» **Consigne**
D'après l'extrait sur Berenboom, dans quelle ville se situe le roman « Le Lion noir » ?

» **Extrait du texte**
..............................
Jacques De Decker qualifie Berenboom de « déboulonneur d’idoles intellectuelles » (Le Soir) et le Dictionnaire des Belges parle du « talent original de cet observateur fantasque et lucide de la réalité planétaire contemporaine ».
Mais c’est l’humour avant tout qui définit le mieux son style, l’humour sous toutes ses formes, « de l’ironie féroce ou douce-amère au burlesque le plus délirant. Il fait feu « contre tous les conforts idéologiques » (D. Meurant). L’humour juif ? Oui, mais plutôt l’humour burlesque et dévastateur des cinéastes (Groucho Marx, Jerry Lewis et Woody Allen) que l’interrogation métaphysique des romanciers new-yorkais.
« Il était temps que la littérature française retrouve avec lui cette tradition « d’auteurs à la fois brillants, iconoclastes et incisifs qui jettent un peu d’huile dans le feu pâle sur lequel mijote – comme une soupe déjà éventée – le roman de papa » (D. Walther, Dernières Nouvelles d’Alsace).
Fantastique et nostalgie
Avec « Le Lion noir » (2000, Flammarion), Berenboom change de cap : pour la première fois, son livre se situe dans son pays natal (Anvers), c’est un roman grave qui renoue avec une autre tradition du roman belge, le courant fantastique. Le roman commence comme un polar noir, avec le meurtre du personnage principal, un consultant audio-visuel. Dans une ambiance angoissante, l’auteur décrit Anvers gagnée par l’extrême droite à travers les errances d’une jeune Française venue dans la métropole pour un colloque. Son roman le plus sombre, où son goût pour le fantastique (et pour l’œuvre de Jean Ray) s’est substitué à son style habituellement sarcastique et humoristique.
..............................
Éléments issus d'une source de données
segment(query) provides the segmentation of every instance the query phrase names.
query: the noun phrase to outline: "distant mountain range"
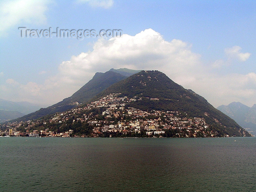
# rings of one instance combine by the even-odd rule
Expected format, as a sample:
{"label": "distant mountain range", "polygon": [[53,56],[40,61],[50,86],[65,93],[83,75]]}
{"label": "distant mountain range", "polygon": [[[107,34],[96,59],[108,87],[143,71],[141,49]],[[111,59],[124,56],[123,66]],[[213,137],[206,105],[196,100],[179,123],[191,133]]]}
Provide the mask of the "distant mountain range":
{"label": "distant mountain range", "polygon": [[256,104],[250,108],[240,102],[233,102],[228,105],[221,105],[217,109],[243,128],[256,135]]}
{"label": "distant mountain range", "polygon": [[41,108],[12,121],[25,121],[37,119],[45,116],[65,111],[80,103],[86,103],[111,85],[140,71],[126,68],[119,69],[112,68],[105,73],[96,73],[92,79],[71,96],[47,108]]}
{"label": "distant mountain range", "polygon": [[41,107],[28,102],[14,102],[0,99],[0,122],[22,116]]}
{"label": "distant mountain range", "polygon": [[[142,71],[117,83],[97,95],[94,100],[113,93],[120,96],[142,97],[127,107],[142,110],[177,111],[190,117],[204,118],[220,135],[249,136],[234,120],[215,108],[202,97],[187,90],[158,71]],[[157,98],[155,100],[148,98]],[[158,100],[159,99],[159,100]]]}
{"label": "distant mountain range", "polygon": [[[184,89],[163,73],[154,70],[139,71],[128,69],[111,69],[104,73],[96,73],[91,80],[71,97],[13,122],[25,122],[40,118],[47,122],[54,114],[68,111],[77,106],[79,107],[86,106],[87,104],[98,100],[103,97],[116,93],[120,97],[141,98],[128,103],[126,107],[146,111],[177,111],[183,114],[180,115],[189,118],[203,118],[207,124],[210,125],[205,131],[209,133],[212,131],[217,133],[216,135],[219,136],[251,135],[203,97],[191,90]],[[74,115],[72,119],[76,119],[76,115]],[[65,126],[60,124],[58,127],[62,126]],[[72,126],[71,124],[70,129]]]}

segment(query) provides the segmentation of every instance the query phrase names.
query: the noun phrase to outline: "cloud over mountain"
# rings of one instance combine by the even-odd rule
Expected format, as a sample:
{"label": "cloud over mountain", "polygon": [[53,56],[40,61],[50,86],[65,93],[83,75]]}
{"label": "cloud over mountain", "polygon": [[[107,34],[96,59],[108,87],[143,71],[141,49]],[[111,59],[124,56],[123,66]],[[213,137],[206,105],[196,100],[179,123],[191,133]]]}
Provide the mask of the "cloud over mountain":
{"label": "cloud over mountain", "polygon": [[[26,97],[22,97],[20,93],[21,100],[27,98],[31,102],[40,101],[50,104],[70,96],[96,72],[124,68],[154,69],[163,72],[185,88],[193,90],[216,107],[238,99],[249,105],[253,103],[252,98],[256,94],[255,73],[219,74],[204,63],[200,54],[192,51],[192,47],[178,39],[166,41],[159,33],[150,28],[134,36],[124,34],[122,37],[108,40],[100,38],[92,51],[73,55],[69,60],[62,62],[57,74],[48,77],[43,84],[29,82],[16,86],[28,91]],[[240,52],[241,49],[237,46],[225,51],[228,56],[237,55],[244,61],[250,55]],[[221,68],[221,63],[216,65]],[[5,84],[2,89],[12,89],[12,87]],[[14,93],[17,87],[12,90],[7,92]],[[12,97],[5,94],[0,96]]]}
..............................
» **Corrigé**
À Anvers.